### Excerpted passage
╭──
As health care workers piece together the outline of Campbells cuts concealed in secret documents leaked to the public the extent of the devastation becomes clear. The Campbell Liberals plan to axe nearly 28,000 health care jobs more than 85 per cent of them held by women while increasing surgery wait lists and shifting $500 million in health care costs onto the shoulders of BC families, forcing the sick and elderly to pay for the governments tax cuts.

The government plans to carry out the most extreme health care privatization scheme in Canadian history at the expense of working women, their families and their communities, says Chris Allnutt, secretary-business manager of the Hospital Employees Union (HEU), CUPEs BC health services division.

HEU uncovered secret budget documents showing 20,000 health jobs will be terminated over the next year as part of a scheme to privatize $700 million in patient care and support services. These leaked government documents reveal the estimated ’savings’ of $70 million over three years will actually cost $163 million in termination expenses.

In addition, under the Liberal scheme a further 7,500 jobs will disappear from clinical and support services as a result of cutbacks over the next three years.

Some of those workers may be rehired into privatized jobs, but at wages up to 30 per cent lower, erasing decades of struggle for pay equity. Communities across the province will take a direct hit the economic impact of wage cuts alone could top $150 million a year. Cuts to provincial prescription drug programs, combined with already-announced cuts in health coverage will shift $500 million in new costs onto the kitchen tables of individuals and families, further impacting local economies. And local business will suffer as they lose out to corporate contractors who buy their supplies outside the province or country, and export their profits.
╰──
### What the exercise asks
Reproduce the passage on BC health care cuts from "The government plans" up to and including "million in termination expenses.". These items have no connection to the passage on BC health care cuts.

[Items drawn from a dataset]
╭──
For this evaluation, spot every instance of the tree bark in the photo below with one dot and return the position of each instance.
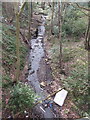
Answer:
(59, 25)
(87, 36)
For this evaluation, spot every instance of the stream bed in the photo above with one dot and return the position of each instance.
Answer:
(36, 56)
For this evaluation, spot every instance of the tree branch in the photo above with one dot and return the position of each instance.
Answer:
(22, 8)
(88, 9)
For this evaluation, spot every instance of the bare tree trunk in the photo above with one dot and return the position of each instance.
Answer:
(87, 36)
(17, 47)
(59, 25)
(52, 18)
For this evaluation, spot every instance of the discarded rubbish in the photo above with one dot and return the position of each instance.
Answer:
(60, 97)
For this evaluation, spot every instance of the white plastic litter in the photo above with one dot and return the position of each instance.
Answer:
(60, 97)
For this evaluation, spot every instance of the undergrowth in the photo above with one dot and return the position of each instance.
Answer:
(77, 80)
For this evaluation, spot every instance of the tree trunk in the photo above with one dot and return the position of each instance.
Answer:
(17, 48)
(87, 36)
(59, 25)
(52, 32)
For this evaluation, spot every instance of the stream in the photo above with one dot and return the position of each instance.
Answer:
(36, 56)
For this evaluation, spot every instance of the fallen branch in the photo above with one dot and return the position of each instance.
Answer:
(47, 97)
╰──
### Worked solution
The government plans to carry out the most extreme health care privatization scheme in Canadian history at the expense of working women, their families and their communities, says Chris Allnutt, secretary-business manager of the Hospital Employees Union (HEU), CUPEs BC health services division.

HEU uncovered secret budget documents showing 20,000 health jobs will be terminated over the next year as part of a scheme to privatize $700 million in patient care and support services. These leaked government documents reveal the estimated ’savings’ of $70 million over three years will actually cost $163 million in termination expenses.